**Questions on the material**
1. From the hospitality guidelines for foreign officials, list the examples given of ceremonial, commemorative, or celebratory functions.
2. Retype the passage of the hospitality guidelines for foreign officials that opens with the words containing "9.8 When a plant" and closes with "incurring the expense.".
3. For each statement, say whether the hospitality guidelines for foreign officials agree with it, and quote the words that decide it. (a) An element may provide hospitality to a foreign official for no more than six events in a calendar year. (b) When an invitee's superior gives approval verbally, a written legal opinion from outside counsel is required. (c) Element Legal Counsel should be notified at least 30 days before a trade show or similar event.

**Excerpted text**
== Segment start ==

9.6 The frequency of hospitality must be carefully monitored, as the cumulative effect of frequent hospitality may give rise to the appearance of impropriety. Hospitality provided to a foreign official by an element must not exceed six events in any calendar year. An event is one or more instances of hospitality provided to a foreign official in one day. For example, an event may be a single dinner for one or more foreign officials at the Paris Air Show, or it may be lunch, dinner, and hotel accommodations for a foreign official visiting a Lockheed Martin facility for one night. For purposes of this paragraph, an event does not include meals or refreshments and snacks served in Lockheed Martin facilities in the context of business meetings during normal business hours. An event also does not include local ground transportation (other than rental vehicles operated by foreign officials) for foreign officials between an airport, hotel, restaurant, and Lockheed Martin facility, the giving of marketing gifts bearing the Lockheed Martin logo that cost less than $100, or any hospitality specifically required by a contract in writing. Where an element anticipates hospitality for a foreign official in excess of six events in any calendar year, the elements Legal Counsel must provide prior written approval.
9.7 Unless otherwise provided in the Hospitality Rules for Foreign Officials, if Lockheed Martin will pay airfare or lodging expenses for foreign government officials or employees in connection with a plant visit or similar activity, the element must send invitations or itineraries, or both, to the foreign officials or employees to inform them of the hospitality that Lockheed Martin is proposing to provide, enable consultation with their superiors, and give them the option to decline. The element also must obtain prior written approval or confirmation from the invitees superior or other authorized official that the visit and proposed hospitality are permissible. If the confirmation or approval is verbal, a file memorandum documenting the conversation is sufficient. If obtaining prior approval is not practical for very senior invitees, the elements Legal Counsel must obtain a written legal opinion from outside counsel that addresses the particular circumstances of the visit and confirms that the visit is lawful under applicable local law.
9.8 When a plant visit is specifically required by the terms of a contract with a foreign government customer or Foreign Military Sales contract, prior written approval or confirmation from the invitees superior or other authorized official is not required, but all hospitality expenses related to the visit must comply with these Hospitality Guidelines unless approved in writing by the elements Legal Counsel. Whenever feasible, payment or reimbursement must be made to the foreign government or agency involved, not directly to the individual official incurring the expense.
9.9 Refreshments, meals, or mementos of reasonable value that otherwise comply with these Hospitality Guidelines that are furnished in connection with trade shows; association meetings; official governmental functions; or ceremonial, commemorative, or celebratory functions such as ship launchings, airplane rollouts, deliveries, or demonstrations, are permissible. Opinions from the elements Legal Counsel and outside counsel are not required with respect to the foreign government officials or employees participation in such an event if foreign government officials or employees from three or more countries are invited and the refreshments, meals, or mementos to be offered are of reasonable value and otherwise comply with these Hospitality Guidelines, and are not offered to influence improperly any official decision. Element Legal Counsel should be notified at least 15 days before the event. The notification must generally describe the event; the per person cost of the refreshments, meals, and mementos offered; and any other relevant aspects of the event.

== Segment end ==

**Data for review**
== Segment start ==

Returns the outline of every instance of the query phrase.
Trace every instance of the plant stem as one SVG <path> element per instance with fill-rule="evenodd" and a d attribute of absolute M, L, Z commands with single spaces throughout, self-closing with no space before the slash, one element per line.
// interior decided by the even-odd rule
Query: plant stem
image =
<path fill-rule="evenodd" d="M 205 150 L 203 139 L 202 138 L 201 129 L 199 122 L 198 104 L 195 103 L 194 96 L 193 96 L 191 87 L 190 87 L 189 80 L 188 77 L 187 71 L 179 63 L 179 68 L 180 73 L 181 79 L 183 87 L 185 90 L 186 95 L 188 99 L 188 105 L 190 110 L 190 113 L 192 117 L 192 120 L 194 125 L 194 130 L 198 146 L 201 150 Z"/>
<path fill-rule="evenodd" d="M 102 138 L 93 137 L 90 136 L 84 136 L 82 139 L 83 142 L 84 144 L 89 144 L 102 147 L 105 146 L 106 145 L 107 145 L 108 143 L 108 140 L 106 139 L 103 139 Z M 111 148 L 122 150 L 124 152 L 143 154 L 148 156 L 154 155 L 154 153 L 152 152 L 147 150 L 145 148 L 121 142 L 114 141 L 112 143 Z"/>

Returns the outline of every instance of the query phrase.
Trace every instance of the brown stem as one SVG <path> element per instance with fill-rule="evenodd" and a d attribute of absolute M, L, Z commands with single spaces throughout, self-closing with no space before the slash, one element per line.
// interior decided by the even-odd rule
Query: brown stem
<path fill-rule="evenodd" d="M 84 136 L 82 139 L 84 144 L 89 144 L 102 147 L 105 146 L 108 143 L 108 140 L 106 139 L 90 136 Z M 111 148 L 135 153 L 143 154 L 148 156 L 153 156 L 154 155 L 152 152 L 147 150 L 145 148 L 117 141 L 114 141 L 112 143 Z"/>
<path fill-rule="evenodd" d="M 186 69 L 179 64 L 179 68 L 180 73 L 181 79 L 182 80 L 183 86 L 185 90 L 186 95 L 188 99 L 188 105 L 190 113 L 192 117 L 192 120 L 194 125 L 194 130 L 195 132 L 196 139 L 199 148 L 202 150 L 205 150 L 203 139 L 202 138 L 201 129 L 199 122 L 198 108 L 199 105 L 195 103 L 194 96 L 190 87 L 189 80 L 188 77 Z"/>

== Segment end ==

**Solution list**
1.
- ship launchings
- airplane rollouts
- deliveries
- demonstrations

2.
9.8 When a plant visit is specifically required by the terms of a contract with a foreign government customer or Foreign Military Sales contract, prior written approval or confirmation from the invitees superior or other authorized official is not required, but all hospitality expenses related to the visit must comply with these Hospitality Guidelines unless approved in writing by the elements Legal Counsel. Whenever feasible, payment or reimbursement must be made to the foreign government or agency involved, not directly to the individual official incurring the expense.

3.
(a) Yes: "Hospitality provided to a foreign official by an element must not exceed six events in any calendar year."
(b) No: "If the confirmation or approval is verbal, a file memorandum documenting the conversation is sufficient."
(c) No: "Element Legal Counsel should be notified at least 15 days before the event."